** Excerpt to read **

####

# Question about wood carving



## harrykane140693 (Oct 15, 2018)

First off thanks for reading and any help is appreciated. So I bought a kit from Amazon for wood carving has like 9 or so knives. Is this not the way to go about? Single knives better or something else. Also if this kit is fine how should I sharpen the knives they are a bit dull. Thanks all!


----------



## John Smith_inFL (Dec 15, 2017)

could you post a link to the tools that you purchased ??
then we can go from there.
also - what interests do you have in carving ?
do you have any tool or woodworking experience at all ?

.

.


----------



## Planeman40 (Nov 3, 2010)

Well, its a start. Like the musician said to the passerby who asked how to get to Carnegie Hall, "Practice, practice, practice". Really. Also there are some good instructional videos on YouTube. The same with sharpening. I will add this about sharpening.

Carving tools must RAZOR sharp! Even the best carving tools are never really sharp enough when purchased. So you must learn to sharpen until you can literally shave the hair off your forearm. Yes, this is the actual final test.

As to "stones", everybody has their preferences and in the end they all seem to work. The object is to use the coarsest "stones" to shape the blade and bring it to a sharp edge. Then you begin polishing the edge until it is a mirror finish. In the process a "wire edge" will be produced that will bend/break off. You have to get rid of this. The best way I have found is to jab the blade edge into the end grain of a piece of wood. This knocks the wire edge off to get you back to solid metal. So work your way sharpening through finer and finer "stones" (three is usually enough) until you get to that "almost" razor sharpness. Then you finish up with "honing" with super fine abrasive in a leather "strop", polishing even more. Stop every so often between "stones" to remove as above any wire edge that has formed. Test by shaving on your forearm. If it isn't sharp enough, go back a step or two and repeat. Once you have a razor sharp blade you will only need a quick strop from time to time as you work.

####

** What is asked **
Duplicate the stretch of the wood carving thread from "could you post" through "experience at all ?". The items that follow were taken from a separate source.

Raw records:
####

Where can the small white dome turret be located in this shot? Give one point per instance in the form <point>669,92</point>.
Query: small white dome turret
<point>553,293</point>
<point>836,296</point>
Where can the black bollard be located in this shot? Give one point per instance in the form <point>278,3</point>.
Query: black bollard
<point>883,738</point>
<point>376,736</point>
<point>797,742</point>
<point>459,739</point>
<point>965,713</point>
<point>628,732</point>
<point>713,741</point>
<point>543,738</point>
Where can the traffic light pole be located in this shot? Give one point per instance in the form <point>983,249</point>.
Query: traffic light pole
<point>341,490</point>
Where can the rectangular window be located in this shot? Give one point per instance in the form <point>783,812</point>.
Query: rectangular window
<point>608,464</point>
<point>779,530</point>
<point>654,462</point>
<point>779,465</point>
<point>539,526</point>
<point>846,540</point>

####

** Answer to the task **
could you post a link to the tools that you purchased ??
then we can go from there.
also - what interests do you have in carving ?
do you have any tool or woodworking experience at all ?